━━━ PAGE TEXT

# united states district court warrant



## kyle (Aug 26, 2011)

Couple weeks ago I got a ticket for hitchhiking on the Blue Ridge Parkway. The ticket had no state, county, or city name on it. All it said was United States District Court. The ticket was only $50; I don't plan on paying it. Will that show up on any search for warrants and can it get me arrested?


----------



## Cardboard (Aug 31, 2011)

I have something similar a few years back. The problem is not the ticket, but the fact that they can pile a comtempt of court chanrge on top of your 50 dallar fine, which is 1000$ or 6 months. If you dont think you ever want to go back, dont worry about it, but before it turns into more of a problem, send them that 50 dollars, or just go to court.
Edit to clarify:
I dont support giving the state your money, nor do I mean that you should play by their rules and deal with this bullshit ticket, but really consider the consequences of how big this little shit can get. I have a lot of fines and minor arrests that I played off in my head as, "fuck you, fuck your law... I am not going to play this game." I now also have a fair amount of arrest warrants for Failure to Appear and contempt of court. There are letters being sent to at least 10 addresses, in at least 6 states that I can think of, letting me know that I am under arrest. Right. I am living in southern Spain, tickets for hitch hiking? being drunk? get the fuck...

━━━━━━
━━━ GIVEN DATA

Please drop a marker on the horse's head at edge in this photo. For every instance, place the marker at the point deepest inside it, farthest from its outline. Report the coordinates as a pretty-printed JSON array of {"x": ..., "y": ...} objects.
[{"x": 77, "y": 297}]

━━━━━━

■ WRITTEN REQUEST
Carry on the forum thread about the hitchhiking ticket from the Blue Ridge Parkway from the point where it stops.

■ RESULT FOR THIS TASK
Really though, I know that I wont have problems going around in the states if I keep my nose clean, with no random stops, I should be fine even to enter the county of these warrants. Unfortunately, FTA charges mean that you become a flight risk. I expect the next minor infraction I get cited for could also mean that I am held in court, until court, as I am obviously a flight risk. Also, now that I am living abroad, if I ever get deported back to the states, and I am in Federal custody, there is no reason for them not to press these contempt charges, and put me straight in jail.
More or less, my advice is to go to court if you have the time. Never plead guilty, never plead no contest. These are 2 amateur mistakes, that are more or less just there for suckers to think they are getting off easy. A lot of the times if you plead not guilty, and push for a trial, your citation officer wont show, and you're off free. Just cost you a few court dates. If you cant be around, 50 bucks can be made in a few hours, plea no contest, and get it dropped in half. Don't just not show for your first date. you havent even formally been charged yet. No show is an automatic guilty plea, as well as a warrant for FTA.
Good luck, keep your head down.


----------



## kyle (Sep 2, 2011)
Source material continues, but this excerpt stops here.